[START OF SUPPLIED INFORMATION]

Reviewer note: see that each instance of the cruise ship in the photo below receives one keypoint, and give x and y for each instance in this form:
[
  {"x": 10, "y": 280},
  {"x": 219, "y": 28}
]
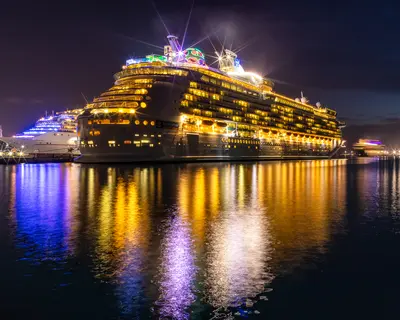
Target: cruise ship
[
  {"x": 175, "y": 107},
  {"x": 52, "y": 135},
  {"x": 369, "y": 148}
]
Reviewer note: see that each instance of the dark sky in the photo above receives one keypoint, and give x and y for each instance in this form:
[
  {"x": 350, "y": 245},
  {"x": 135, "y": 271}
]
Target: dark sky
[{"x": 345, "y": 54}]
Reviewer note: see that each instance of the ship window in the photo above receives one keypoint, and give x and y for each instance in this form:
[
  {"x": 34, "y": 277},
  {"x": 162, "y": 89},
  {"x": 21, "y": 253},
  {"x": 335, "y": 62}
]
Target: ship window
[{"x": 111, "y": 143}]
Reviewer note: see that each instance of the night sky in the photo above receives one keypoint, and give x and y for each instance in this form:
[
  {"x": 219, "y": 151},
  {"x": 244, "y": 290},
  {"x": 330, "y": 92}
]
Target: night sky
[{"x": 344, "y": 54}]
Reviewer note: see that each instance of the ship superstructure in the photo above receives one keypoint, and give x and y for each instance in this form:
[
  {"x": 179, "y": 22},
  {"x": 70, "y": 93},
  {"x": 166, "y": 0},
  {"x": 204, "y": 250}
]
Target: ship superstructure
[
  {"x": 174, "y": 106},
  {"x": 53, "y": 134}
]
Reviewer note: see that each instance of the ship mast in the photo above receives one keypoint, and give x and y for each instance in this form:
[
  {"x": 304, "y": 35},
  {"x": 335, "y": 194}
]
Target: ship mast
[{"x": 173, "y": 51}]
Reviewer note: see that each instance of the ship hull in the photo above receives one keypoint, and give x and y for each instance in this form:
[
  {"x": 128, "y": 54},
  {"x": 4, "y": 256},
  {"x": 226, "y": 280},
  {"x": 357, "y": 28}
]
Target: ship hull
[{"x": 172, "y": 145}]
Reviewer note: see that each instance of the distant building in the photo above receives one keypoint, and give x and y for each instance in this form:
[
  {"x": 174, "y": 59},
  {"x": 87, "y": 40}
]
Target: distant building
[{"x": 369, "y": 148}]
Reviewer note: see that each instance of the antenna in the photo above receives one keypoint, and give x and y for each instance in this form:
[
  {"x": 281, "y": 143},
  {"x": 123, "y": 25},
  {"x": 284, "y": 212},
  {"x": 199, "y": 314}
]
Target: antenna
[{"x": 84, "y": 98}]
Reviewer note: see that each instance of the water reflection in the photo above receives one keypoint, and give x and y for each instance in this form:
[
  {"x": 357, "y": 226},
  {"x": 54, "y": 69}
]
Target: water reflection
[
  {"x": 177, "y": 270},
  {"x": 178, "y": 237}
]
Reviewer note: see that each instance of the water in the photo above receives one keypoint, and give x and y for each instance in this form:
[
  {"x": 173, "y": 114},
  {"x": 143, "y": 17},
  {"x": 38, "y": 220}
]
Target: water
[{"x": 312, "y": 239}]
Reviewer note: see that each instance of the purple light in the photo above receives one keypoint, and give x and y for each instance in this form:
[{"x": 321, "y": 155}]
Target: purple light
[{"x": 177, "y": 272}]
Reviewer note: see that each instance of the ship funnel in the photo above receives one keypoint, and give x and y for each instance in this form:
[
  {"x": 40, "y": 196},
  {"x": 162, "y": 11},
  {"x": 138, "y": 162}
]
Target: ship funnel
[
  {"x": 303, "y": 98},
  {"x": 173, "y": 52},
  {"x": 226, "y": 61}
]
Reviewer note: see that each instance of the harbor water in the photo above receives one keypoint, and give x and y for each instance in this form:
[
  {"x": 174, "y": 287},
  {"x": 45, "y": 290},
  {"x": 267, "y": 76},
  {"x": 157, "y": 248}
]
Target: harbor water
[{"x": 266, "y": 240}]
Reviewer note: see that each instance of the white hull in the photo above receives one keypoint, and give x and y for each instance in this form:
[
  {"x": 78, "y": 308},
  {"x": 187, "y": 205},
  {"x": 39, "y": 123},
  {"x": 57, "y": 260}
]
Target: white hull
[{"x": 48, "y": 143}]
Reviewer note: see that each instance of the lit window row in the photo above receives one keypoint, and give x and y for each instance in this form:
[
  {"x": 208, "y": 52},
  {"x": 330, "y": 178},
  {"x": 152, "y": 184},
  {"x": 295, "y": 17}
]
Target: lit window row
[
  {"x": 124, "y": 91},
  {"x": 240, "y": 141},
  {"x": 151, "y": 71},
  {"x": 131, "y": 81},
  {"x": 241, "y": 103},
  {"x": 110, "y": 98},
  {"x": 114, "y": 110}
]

[END OF SUPPLIED INFORMATION]

* [WHAT THE TASK REQUIRES]: Above are the records; reproduce them exactly and leave out the pictures.

* [TASK SOLUTION]:
Reviewer note: see that each instance of the cruise ship in the photo below receives one keypoint, and give x and y for each instance in this form:
[
  {"x": 10, "y": 280},
  {"x": 219, "y": 28}
]
Target: cruise ship
[
  {"x": 175, "y": 107},
  {"x": 52, "y": 135},
  {"x": 369, "y": 148}
]
Reviewer note: see that each instance of the dark sky in the photo above receives one keypoint, and give x and y for each instance in this form:
[
  {"x": 350, "y": 245},
  {"x": 135, "y": 271}
]
Target: dark sky
[{"x": 345, "y": 54}]
Reviewer note: see that each instance of the ship window in the photo above receives one keypoint, and give x and y for each instance in this form:
[
  {"x": 34, "y": 277},
  {"x": 162, "y": 89},
  {"x": 21, "y": 253},
  {"x": 335, "y": 62}
]
Target: ship window
[{"x": 111, "y": 143}]
Reviewer note: see that each instance of the night sky in the photo above receives one keypoint, and give x and y for each instance in this form:
[
  {"x": 219, "y": 151},
  {"x": 244, "y": 290},
  {"x": 330, "y": 92}
]
Target: night sky
[{"x": 344, "y": 54}]
Reviewer note: see that each instance of the ship superstructure in the photo above receives one keypoint, and give x and y for each instance in this form:
[
  {"x": 179, "y": 22},
  {"x": 70, "y": 93},
  {"x": 166, "y": 0},
  {"x": 204, "y": 250}
]
Target: ship superstructure
[
  {"x": 174, "y": 106},
  {"x": 53, "y": 134}
]
Reviewer note: see that each instance of the ship mast in the photo above receives one keypoint, and give x and y for each instance in this form:
[
  {"x": 304, "y": 35},
  {"x": 335, "y": 194}
]
Target: ship mast
[{"x": 173, "y": 51}]
Reviewer note: see that each instance of the ship hull in the photo above receives one keypoint, and give x and y for each instance in this form:
[
  {"x": 128, "y": 54},
  {"x": 4, "y": 256},
  {"x": 226, "y": 280},
  {"x": 357, "y": 28}
]
Target: ship hull
[{"x": 172, "y": 145}]
Reviewer note: see that each instance of the distant building in the photo above receives one keypoint, and give x and y for each instance in this form:
[
  {"x": 174, "y": 59},
  {"x": 87, "y": 40}
]
Target: distant building
[{"x": 369, "y": 148}]
Reviewer note: see that each instance of the antenna in the photo above receives one keypoint, and give x and y for each instance in this form:
[
  {"x": 281, "y": 143},
  {"x": 123, "y": 25},
  {"x": 284, "y": 212},
  {"x": 199, "y": 314}
]
Target: antenna
[{"x": 84, "y": 98}]
Reviewer note: see that each instance of the water reflection in the photo above receives one keypoint, and give x and y for each instance in this form:
[
  {"x": 357, "y": 226},
  {"x": 54, "y": 69}
]
Target: water reflection
[
  {"x": 177, "y": 270},
  {"x": 178, "y": 237}
]
Reviewer note: see that each instance of the water in the photo above receives one keypoint, and give x and y for each instance in this form:
[
  {"x": 173, "y": 114},
  {"x": 143, "y": 17},
  {"x": 38, "y": 220}
]
Target: water
[{"x": 312, "y": 239}]
Reviewer note: see that each instance of the purple light in the photo above receives one keypoint, and give x and y for each instance in this form:
[{"x": 321, "y": 155}]
Target: purple light
[{"x": 177, "y": 272}]
Reviewer note: see that each instance of the ship funnel in the photo above receives one keypoint, and give x and y for each instance in this form:
[
  {"x": 40, "y": 196},
  {"x": 162, "y": 11},
  {"x": 138, "y": 162}
]
Target: ship funnel
[
  {"x": 303, "y": 98},
  {"x": 173, "y": 52},
  {"x": 226, "y": 61}
]
Reviewer note: see that each instance of the harbor water in the photo above receives one keypoint, and give x and y for each instance in this form:
[
  {"x": 174, "y": 287},
  {"x": 45, "y": 290},
  {"x": 267, "y": 76},
  {"x": 157, "y": 248}
]
Target: harbor water
[{"x": 266, "y": 240}]
Reviewer note: see that each instance of the white hull in the photo above receives one keypoint, and give x and y for each instance in this form:
[
  {"x": 78, "y": 308},
  {"x": 187, "y": 205},
  {"x": 39, "y": 123},
  {"x": 57, "y": 260}
]
Target: white hull
[{"x": 48, "y": 143}]
Reviewer note: see that each instance of the lit window row in the photo above receives one keypoint, and give x and y for each instance in this form:
[
  {"x": 208, "y": 52},
  {"x": 330, "y": 178},
  {"x": 152, "y": 184},
  {"x": 295, "y": 17}
]
Target: lit window row
[
  {"x": 124, "y": 91},
  {"x": 240, "y": 141},
  {"x": 151, "y": 71},
  {"x": 131, "y": 81},
  {"x": 241, "y": 103},
  {"x": 110, "y": 98},
  {"x": 114, "y": 110}
]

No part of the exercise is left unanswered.